*** Opening Provided data ***

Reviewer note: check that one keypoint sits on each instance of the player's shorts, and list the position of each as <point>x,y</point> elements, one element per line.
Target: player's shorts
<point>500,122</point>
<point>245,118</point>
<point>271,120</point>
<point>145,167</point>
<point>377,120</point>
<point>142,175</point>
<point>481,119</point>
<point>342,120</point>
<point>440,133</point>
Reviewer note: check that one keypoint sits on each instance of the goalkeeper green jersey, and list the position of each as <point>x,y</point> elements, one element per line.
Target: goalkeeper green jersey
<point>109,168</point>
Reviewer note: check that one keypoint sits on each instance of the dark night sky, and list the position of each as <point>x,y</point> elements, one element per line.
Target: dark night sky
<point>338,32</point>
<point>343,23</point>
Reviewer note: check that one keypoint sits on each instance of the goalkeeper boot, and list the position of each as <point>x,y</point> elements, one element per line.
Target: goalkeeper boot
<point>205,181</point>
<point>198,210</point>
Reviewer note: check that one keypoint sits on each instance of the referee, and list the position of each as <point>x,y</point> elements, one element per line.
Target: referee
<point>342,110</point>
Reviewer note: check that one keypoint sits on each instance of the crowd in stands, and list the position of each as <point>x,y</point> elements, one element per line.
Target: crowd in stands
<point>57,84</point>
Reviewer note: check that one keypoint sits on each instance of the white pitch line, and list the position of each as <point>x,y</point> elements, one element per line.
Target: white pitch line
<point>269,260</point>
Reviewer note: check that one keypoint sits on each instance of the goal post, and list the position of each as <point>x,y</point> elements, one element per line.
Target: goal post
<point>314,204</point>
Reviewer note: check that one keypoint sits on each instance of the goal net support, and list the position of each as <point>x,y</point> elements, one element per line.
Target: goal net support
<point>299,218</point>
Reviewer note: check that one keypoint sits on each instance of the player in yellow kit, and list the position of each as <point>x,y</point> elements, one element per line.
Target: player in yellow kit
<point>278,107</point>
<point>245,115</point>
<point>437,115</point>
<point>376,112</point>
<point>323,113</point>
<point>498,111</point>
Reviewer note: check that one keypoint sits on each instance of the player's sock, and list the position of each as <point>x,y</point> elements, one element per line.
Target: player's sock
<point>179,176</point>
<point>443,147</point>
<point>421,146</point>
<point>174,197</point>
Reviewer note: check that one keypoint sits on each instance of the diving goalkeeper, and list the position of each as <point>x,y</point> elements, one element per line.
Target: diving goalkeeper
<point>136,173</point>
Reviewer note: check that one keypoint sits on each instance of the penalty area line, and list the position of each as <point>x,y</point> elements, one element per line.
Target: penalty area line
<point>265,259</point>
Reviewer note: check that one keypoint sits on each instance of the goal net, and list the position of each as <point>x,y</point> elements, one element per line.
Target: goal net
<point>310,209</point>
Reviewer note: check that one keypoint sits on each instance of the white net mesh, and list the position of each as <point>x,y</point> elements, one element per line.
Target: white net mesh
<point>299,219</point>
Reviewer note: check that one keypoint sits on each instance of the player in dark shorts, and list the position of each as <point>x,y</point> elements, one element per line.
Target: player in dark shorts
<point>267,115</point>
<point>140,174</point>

*** Closing Provided data ***

= Work task =
Copy each line of the data exactly, leaving nothing out.

= Answer to this exercise =
Reviewer note: check that one keypoint sits on each instance of the player's shorts, and list the position of each as <point>x,y</point> elements, one element per line.
Target: player's shorts
<point>500,122</point>
<point>245,118</point>
<point>271,120</point>
<point>145,167</point>
<point>377,120</point>
<point>142,175</point>
<point>481,119</point>
<point>342,120</point>
<point>440,133</point>
Reviewer note: check that one keypoint sits on each instance of the goalkeeper green jersey, and list the position of each as <point>x,y</point> elements, one element per line.
Target: goalkeeper green jersey
<point>109,168</point>
Reviewer note: check that one keypoint sits on each instance of the dark night sky, and list the position of each as <point>x,y</point> elements, one element per line.
Target: dark night sky
<point>338,32</point>
<point>343,23</point>
Reviewer note: check that one keypoint sits on each instance of the goalkeeper boot, and list the position of each as <point>x,y</point> elements, one element per line.
Target: goalkeeper boot
<point>205,181</point>
<point>198,210</point>
Reviewer note: check that one keypoint sits on each instance of the referee, and list the position of each as <point>x,y</point> elements, one element per line.
Target: referee
<point>342,110</point>
Reviewer note: check that one keypoint sits on each instance of the crowd in stands, and list the position of each as <point>x,y</point> elements, one element per line.
Target: crowd in stands
<point>57,84</point>
Reviewer note: check that one keypoint sits on each instance of the white pitch line, and list the position of each as <point>x,y</point> elements, one element per line.
Target: white pitch line
<point>269,260</point>
Reviewer note: check that one keypoint sits on each instance of the goal post, and list the position of each as <point>x,y</point> elements, one element per line.
Target: goal post
<point>314,204</point>
Reviewer note: check that one keypoint sits on each instance of the goal net support, and list the position of each as <point>x,y</point> elements, one element per line.
Target: goal net support
<point>299,218</point>
Reviewer note: check that one keypoint sits on each instance of the player in yellow kit, and list the position of each as <point>x,y</point> elements, one element per line.
Target: player in yellow kit
<point>278,107</point>
<point>245,115</point>
<point>437,115</point>
<point>376,112</point>
<point>323,113</point>
<point>498,111</point>
Reviewer note: check that one keypoint sits on each instance of the player's sock, and list the position of each as <point>x,y</point> elements, one element per line.
Target: player's sock
<point>179,176</point>
<point>443,147</point>
<point>421,146</point>
<point>174,197</point>
Reviewer note: check that one keypoint sits on each instance of the diving goalkeeper, and list the position of each as <point>x,y</point> elements, one element per line.
Target: diving goalkeeper
<point>136,173</point>
Reviewer note: check that one keypoint sits on each instance of the penalty area line, and list the position of each as <point>x,y</point> elements, one element per line.
Target: penalty area line
<point>265,259</point>
Reviewer note: check that one keypoint sits on each instance of the goal net, and list the position of each as <point>x,y</point> elements, one element per line.
Target: goal net
<point>310,209</point>
Reviewer note: check that one keypoint sits on each instance of the white net mesh, and list the position of each as <point>x,y</point> elements, one element per line.
Target: white net mesh
<point>299,219</point>
Reviewer note: check that one keypoint sits on each instance of the player in dark shorts, and list the position of each as <point>x,y</point> elements, one element per line.
Target: player in dark shorts
<point>267,115</point>
<point>140,174</point>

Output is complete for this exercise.